Task
Format the records below as a Markdown table with the columns Row and Record text, giving each nonblank line its own numbered row. Leave the pictures out.

Entries provided
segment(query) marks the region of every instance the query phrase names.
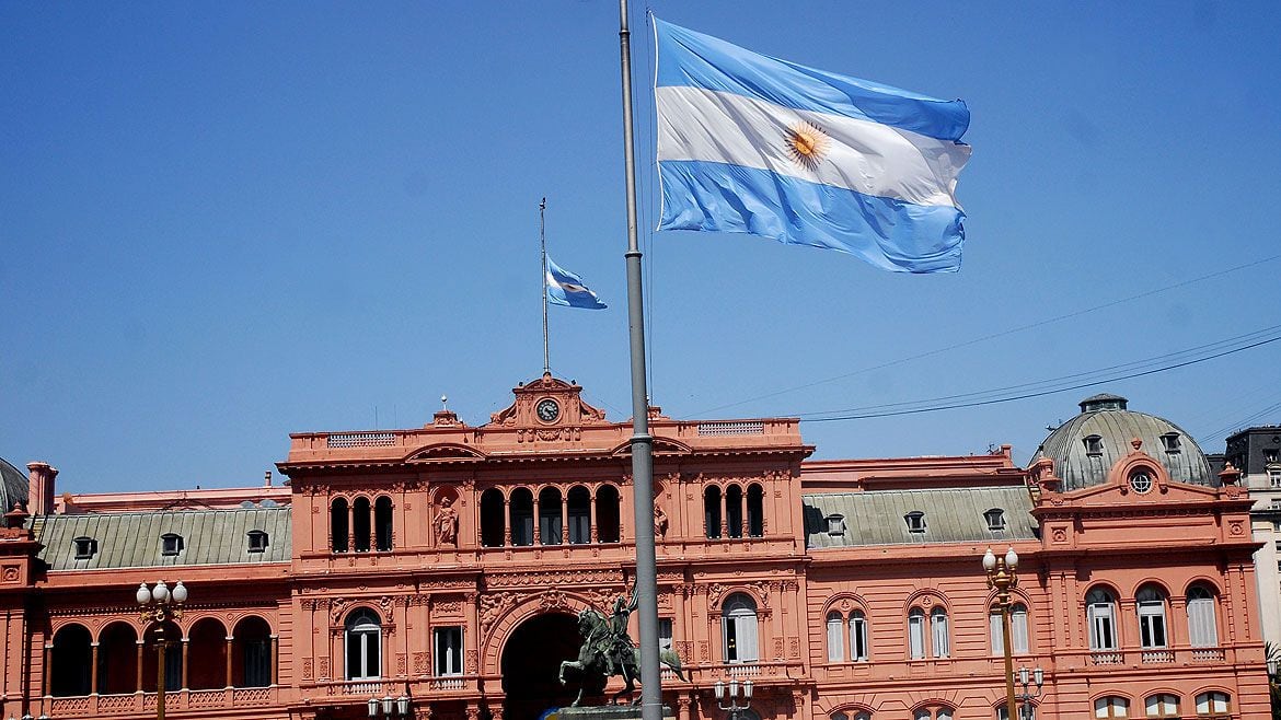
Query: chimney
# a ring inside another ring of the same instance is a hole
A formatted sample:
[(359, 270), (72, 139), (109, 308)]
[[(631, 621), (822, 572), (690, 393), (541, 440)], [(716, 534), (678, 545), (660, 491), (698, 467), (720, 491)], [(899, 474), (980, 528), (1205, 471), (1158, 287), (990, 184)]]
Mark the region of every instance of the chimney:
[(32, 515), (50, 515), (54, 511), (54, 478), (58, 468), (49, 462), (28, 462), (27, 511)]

Output for this task
| Row | Record text |
|---|---|
| 1 | segment(query) marks the region of every instance the query phrase names. |
| 2 | Query: chimney |
| 3 | # a ring inside another ring of the same instance is a hole |
| 4 | A formatted sample: |
| 5 | [(359, 270), (72, 139), (109, 308)] |
| 6 | [[(631, 621), (822, 572), (690, 393), (541, 440)], [(716, 534), (678, 545), (660, 491), (698, 467), (720, 491)], [(899, 474), (980, 528), (1205, 471), (1158, 287), (990, 184)]] |
| 7 | Mark the region of every instance of the chimney: |
| 8 | [(32, 515), (50, 515), (54, 511), (54, 478), (58, 468), (49, 462), (28, 462), (27, 511)] |